* [TAREAS Y EJERCICIOS]:
**1.** Transcribe sin cambios el pasaje del extracto sobre Peto que empieza en las palabras que contienen "Y si los de" y termina después de "rebozo de mestiza.".
**2.** Responde, según el extracto sobre Peto:
(a) ¿A quién tenían los de Santa Cruz como "capitana" de sus ejércitos?
(b) ¿De dónde extraía la Virgen de la estrella las municiones?
(c) ¿De qué año es el motín en la Villa de Peto que se menciona?

* [EXTRACTO DEL DOCUMENTO]:
━━━━━━

Y si los de Santa Cruz tenían a su Cruz Parlante como “capitana” de sus ejércitos, los de Peto no quedarían sin el “manto
protector” de la divinidad, pues entre las historias orales que recogí, se decía
que la Virgen de la estrella, patrona del lugar, “era la que andaba defendiendo
al pueblo cuando la guerra”, alentando a los soldados de la virgen para pelear contra
los soldados de la Cruz, y otorgándole municiones extraídas de forma interminable
de su rebozo de mestiza.
La llegada de los “bárbaros” a lo largo de la segunda
mitad del siglo XIX (hasta de unos bárbaros
imaginados y esperados por el temor[8]) se dio,
incluso, en motines como el de 1915 en la Villa de Peto: los “amotinados”

━━━━━━

* [INFORMACIÓN PROPORCIONADA]:

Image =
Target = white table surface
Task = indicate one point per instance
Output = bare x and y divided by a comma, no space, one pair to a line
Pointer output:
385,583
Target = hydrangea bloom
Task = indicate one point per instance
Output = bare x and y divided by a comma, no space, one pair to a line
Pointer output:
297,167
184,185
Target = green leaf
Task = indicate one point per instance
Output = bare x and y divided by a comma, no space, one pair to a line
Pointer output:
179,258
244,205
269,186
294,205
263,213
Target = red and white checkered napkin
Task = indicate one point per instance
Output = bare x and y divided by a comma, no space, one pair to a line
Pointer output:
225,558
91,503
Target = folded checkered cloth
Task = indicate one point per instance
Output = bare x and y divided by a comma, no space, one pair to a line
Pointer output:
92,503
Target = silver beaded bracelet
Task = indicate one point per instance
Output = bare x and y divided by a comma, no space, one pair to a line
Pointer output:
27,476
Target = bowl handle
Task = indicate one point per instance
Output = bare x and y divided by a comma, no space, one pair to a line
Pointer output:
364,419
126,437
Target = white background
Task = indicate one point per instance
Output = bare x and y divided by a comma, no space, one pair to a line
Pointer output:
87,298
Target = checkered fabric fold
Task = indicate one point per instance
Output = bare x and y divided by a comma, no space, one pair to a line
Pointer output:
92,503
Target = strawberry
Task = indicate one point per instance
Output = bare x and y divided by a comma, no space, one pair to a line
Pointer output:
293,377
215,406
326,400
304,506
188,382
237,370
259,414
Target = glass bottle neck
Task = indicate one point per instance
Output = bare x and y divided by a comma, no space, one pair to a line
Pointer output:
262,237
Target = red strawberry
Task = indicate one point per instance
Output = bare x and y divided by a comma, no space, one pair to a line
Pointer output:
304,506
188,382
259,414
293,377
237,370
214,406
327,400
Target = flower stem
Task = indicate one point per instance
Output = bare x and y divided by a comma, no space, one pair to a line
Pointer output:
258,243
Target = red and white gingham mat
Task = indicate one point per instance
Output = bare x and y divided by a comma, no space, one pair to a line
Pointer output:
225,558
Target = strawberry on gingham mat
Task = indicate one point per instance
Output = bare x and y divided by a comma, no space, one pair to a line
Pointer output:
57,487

━━━━━━

* [RESULTADOS POR TAREA]:
**1.**
Y si los de Santa Cruz tenían a su Cruz Parlante como “capitana” de sus ejércitos, los de Peto no quedarían sin el “manto
protector” de la divinidad, pues entre las historias orales que recogí, se decía
que la Virgen de la estrella, patrona del lugar, “era la que andaba defendiendo
al pueblo cuando la guerra”, alentando a los soldados de la virgen para pelear contra
los soldados de la Cruz, y otorgándole municiones extraídas de forma interminable
de su rebozo de mestiza.

**2.**
(a) A su Cruz Parlante.
(b) De su rebozo de mestiza.
(c) De 1915.